WHAT TO DO — Could you quote each of the records below back word for word?

DATA RECORDS —

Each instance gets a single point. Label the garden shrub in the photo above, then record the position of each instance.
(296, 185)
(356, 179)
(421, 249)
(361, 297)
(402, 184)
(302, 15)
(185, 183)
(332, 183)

RESPONSE TO THE TASK —
Each instance gets a single point. Label the garden shrub in the photo above, then record the position of each instance.
(296, 185)
(356, 179)
(421, 249)
(361, 297)
(402, 184)
(302, 15)
(185, 183)
(332, 183)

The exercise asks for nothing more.